Without omitting anything, retype the data that follows.

○ ○ ○ ○ ○ ○ ○

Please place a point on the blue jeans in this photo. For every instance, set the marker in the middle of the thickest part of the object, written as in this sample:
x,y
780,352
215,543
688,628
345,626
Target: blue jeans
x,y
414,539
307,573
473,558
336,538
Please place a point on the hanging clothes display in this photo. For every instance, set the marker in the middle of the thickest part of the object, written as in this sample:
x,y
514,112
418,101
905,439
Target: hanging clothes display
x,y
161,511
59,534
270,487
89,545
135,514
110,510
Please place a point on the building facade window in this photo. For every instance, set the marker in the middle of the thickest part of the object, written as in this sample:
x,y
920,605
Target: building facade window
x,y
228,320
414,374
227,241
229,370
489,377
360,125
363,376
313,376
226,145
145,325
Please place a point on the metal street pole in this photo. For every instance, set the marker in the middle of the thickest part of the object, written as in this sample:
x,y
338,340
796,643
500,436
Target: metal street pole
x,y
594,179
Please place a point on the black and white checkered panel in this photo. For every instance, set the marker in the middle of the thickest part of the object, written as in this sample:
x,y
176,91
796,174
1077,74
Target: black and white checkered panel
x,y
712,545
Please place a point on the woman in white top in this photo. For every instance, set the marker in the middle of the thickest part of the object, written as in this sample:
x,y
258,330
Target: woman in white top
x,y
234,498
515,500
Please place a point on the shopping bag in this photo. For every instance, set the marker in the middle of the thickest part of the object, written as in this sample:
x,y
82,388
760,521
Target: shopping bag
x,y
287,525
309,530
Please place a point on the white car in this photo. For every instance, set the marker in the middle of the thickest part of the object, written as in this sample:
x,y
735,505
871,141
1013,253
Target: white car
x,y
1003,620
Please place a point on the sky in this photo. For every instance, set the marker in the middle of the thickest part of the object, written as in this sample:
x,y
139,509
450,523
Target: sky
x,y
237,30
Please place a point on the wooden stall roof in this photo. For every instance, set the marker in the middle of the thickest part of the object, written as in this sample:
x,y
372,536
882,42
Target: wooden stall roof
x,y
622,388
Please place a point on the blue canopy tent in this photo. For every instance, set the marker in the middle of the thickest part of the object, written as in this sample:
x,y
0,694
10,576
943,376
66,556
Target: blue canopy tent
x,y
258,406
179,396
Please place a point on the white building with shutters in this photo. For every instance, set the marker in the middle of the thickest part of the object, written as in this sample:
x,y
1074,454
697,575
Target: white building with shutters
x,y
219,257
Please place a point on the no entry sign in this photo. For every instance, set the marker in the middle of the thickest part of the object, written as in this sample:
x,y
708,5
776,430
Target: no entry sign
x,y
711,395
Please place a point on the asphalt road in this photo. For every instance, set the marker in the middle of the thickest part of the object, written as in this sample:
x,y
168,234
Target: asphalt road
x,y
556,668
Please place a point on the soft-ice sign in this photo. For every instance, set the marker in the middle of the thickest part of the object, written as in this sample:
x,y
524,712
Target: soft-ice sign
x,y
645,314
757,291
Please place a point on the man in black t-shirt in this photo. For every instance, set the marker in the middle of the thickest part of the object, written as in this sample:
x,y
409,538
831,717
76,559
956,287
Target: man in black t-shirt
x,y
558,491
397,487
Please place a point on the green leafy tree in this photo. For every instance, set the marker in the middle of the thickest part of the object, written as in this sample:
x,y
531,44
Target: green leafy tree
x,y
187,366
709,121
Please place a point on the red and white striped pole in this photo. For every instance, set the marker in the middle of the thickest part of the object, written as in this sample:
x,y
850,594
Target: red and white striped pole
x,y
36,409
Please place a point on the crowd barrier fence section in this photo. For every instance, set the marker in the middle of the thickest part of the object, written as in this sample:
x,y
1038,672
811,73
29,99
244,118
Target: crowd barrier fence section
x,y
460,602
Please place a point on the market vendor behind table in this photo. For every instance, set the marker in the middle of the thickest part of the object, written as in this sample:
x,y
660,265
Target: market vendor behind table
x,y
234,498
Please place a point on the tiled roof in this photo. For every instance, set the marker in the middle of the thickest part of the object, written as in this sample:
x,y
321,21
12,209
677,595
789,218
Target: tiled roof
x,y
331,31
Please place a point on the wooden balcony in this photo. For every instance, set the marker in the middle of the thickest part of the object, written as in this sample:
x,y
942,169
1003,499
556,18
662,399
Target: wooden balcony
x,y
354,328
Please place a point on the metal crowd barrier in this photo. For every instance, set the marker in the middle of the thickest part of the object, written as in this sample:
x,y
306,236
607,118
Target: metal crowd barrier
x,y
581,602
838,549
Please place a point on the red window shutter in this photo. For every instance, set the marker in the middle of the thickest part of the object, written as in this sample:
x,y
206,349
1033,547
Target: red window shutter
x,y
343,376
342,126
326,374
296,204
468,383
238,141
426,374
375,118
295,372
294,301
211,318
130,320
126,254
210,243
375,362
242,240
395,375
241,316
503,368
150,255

○ ○ ○ ○ ○ ○ ○

_Answer for the task_
Please place a point on the blue jeans in this photo. For every instance, set the marker in the middle of the thickest part of the object, written as in this sample:
x,y
780,352
215,543
688,628
345,626
Target: blue jeans
x,y
414,539
307,573
473,558
336,538
Please place a point on the hanging clothes display in this photo. For every instance, set the marker in the middle of the thickest part of the object, written as in this sample:
x,y
514,112
418,101
905,439
Target: hanging clothes display
x,y
161,511
59,534
270,487
89,545
135,514
110,510
Please place a point on the building facade window in this photo. For every instance, set the marker in the middle of the thickest part of the object, written as in this sample:
x,y
920,605
Target: building facade window
x,y
228,320
414,374
227,241
229,370
489,377
360,125
363,376
313,376
226,145
145,325
Please place a point on the metal street pole in this photo. For every instance, set the marker in the middle of the thickest part of the object, written as in this sample:
x,y
338,340
796,643
500,436
Target: metal street pole
x,y
594,179
Please place a point on the black and white checkered panel in this photo. For every instance, set the marker in the middle of the thickest part of the object, written as in this sample:
x,y
176,91
796,174
1077,74
Target: black and white checkered panel
x,y
712,545
Please place a point on the woman in white top in this photo. For every instance, set the marker in the middle of the thickest part of the object, written as in this sample:
x,y
258,330
Target: woman in white top
x,y
234,498
515,500
Please place a point on the shopping bag in this photo. For every instance, set the marker in the middle of the thickest part of the object, written as in this sample:
x,y
82,388
760,521
Target: shopping bag
x,y
287,525
309,530
Please place a point on the white car in this photo. For every instance, set the marker in the middle of the thickest part of the object, written as in this sample:
x,y
735,505
871,141
1013,253
Target: white car
x,y
1003,620
Please place a point on the sky in this photo. For every instance, set the marker in the middle of the thickest part of the object, written as in this sample:
x,y
139,509
450,523
Target: sky
x,y
237,30
Please place a point on the wooden stall roof in this photo. For every instance, set the marker in the middle of the thickest part of the object, written as in this sample:
x,y
372,536
882,42
Target: wooden stall roof
x,y
622,388
Please place a point on the blue canopy tent in this photo. For every instance, set the marker in the middle of the thickest part of the object, written as in this sample:
x,y
0,694
10,576
943,376
66,556
Target: blue canopy tent
x,y
258,406
179,396
Please place a point on the white building with shutters in this photo. For every instance, set the marker in the middle of the thickest part of the object, written as in this sample:
x,y
1074,454
697,575
Target: white building with shutters
x,y
219,257
Please place a point on the no entry sign in this photo. For every instance, set the marker in the middle of the thickest part of the object, written as in this sample:
x,y
708,5
776,430
Target: no entry sign
x,y
711,395
Please place a point on the asphalt road in this photo. For every instance, set the marker in the middle of the thickest part of the object, written as in this sample:
x,y
168,234
Target: asphalt road
x,y
556,668
Please place a point on the soft-ice sign in this photo. For every instance, set the marker in the middle of the thickest part of the object, written as in this sample:
x,y
524,712
Target: soft-ice sign
x,y
645,314
757,291
Please place a point on the man in black t-shirt in this photo. For every instance, set the marker in the middle of the thickest part of the object, written as in this sample:
x,y
409,538
831,717
76,559
956,287
Target: man in black t-shirt
x,y
558,491
397,487
Please place a point on the green leafy tree in this photo. For every instance, set the marker in the middle of the thickest part of the object, written as in this sample:
x,y
531,44
Target: green leafy tree
x,y
187,366
709,121
Please place a point on the red and white striped pole in this photo. For every instance, set the marker in the middle of the thickest part of the object, written as in this sample:
x,y
850,594
Target: red and white striped pole
x,y
36,409
Please place a point on the crowd barrier fence section in this photo. For every instance, set the marker in the middle of the thickest part of the object, written as in this sample:
x,y
1038,672
811,73
29,99
244,118
Target: crowd barrier fence section
x,y
460,602
Please place a point on the market vendor behind table in this photo. For every instance, set the marker in the middle of the thickest part of the object, written as in this sample:
x,y
660,265
Target: market vendor behind table
x,y
234,498
Please place a point on the tiled roof in this photo. For every instance, set the marker in the middle of the thickest part of the object, written as in this sample:
x,y
321,21
12,209
677,595
789,218
Target: tiled roof
x,y
331,31
Please place a point on the wooden balcony in this photo. For every instance, set the marker in the middle of the thickest part of the object, written as in this sample:
x,y
942,169
1003,499
556,18
662,399
Target: wooden balcony
x,y
354,328
Please place a point on the metal crowd barrier in this photo. For every instance, set the marker in the middle of the thickest part of the object, written as in this sample:
x,y
306,236
607,118
Target: metal crowd barrier
x,y
581,602
838,549
Please place a point on the red window shutter in this photo. For every instance, set the marker in the middle of the thickest part of the object, written as in this sample:
x,y
206,349
1033,547
Target: red window shutter
x,y
343,376
342,126
326,374
296,204
468,383
238,141
426,374
375,118
295,372
294,301
211,318
130,320
126,254
210,243
375,362
242,240
395,375
241,316
503,368
150,255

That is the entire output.